Instruction:
Pick out every line of the data below that contains the word "slope", and copy each such line.

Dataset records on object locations
— Start —

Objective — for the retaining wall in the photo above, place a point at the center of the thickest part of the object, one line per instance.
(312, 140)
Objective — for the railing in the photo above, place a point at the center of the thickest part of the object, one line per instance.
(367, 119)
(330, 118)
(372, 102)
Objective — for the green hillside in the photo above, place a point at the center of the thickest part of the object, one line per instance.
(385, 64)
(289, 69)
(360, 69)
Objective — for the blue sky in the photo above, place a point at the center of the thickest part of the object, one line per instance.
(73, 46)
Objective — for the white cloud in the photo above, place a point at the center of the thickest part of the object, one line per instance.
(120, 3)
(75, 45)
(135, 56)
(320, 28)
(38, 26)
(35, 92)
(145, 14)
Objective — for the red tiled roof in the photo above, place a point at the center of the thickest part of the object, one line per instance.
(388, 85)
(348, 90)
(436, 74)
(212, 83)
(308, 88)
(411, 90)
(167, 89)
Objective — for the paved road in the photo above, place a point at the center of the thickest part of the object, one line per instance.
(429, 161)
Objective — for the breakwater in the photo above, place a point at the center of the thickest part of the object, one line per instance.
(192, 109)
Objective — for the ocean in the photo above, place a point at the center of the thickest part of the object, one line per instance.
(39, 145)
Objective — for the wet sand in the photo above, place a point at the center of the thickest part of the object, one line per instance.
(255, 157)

— End —
— Start —

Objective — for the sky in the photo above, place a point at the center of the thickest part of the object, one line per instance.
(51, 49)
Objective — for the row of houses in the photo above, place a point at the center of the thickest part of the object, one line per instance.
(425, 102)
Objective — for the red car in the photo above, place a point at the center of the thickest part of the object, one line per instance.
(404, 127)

— End —
— Start —

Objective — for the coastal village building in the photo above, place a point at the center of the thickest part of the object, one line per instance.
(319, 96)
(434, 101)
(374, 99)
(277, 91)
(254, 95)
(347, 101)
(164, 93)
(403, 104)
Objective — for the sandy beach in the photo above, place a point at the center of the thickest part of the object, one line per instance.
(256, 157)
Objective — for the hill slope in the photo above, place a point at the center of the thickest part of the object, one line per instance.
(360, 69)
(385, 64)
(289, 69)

— End —

Finished answer:
Objective — for the hill slope in the photo above, place a point at the center of the thickest part of the object, one line per instance.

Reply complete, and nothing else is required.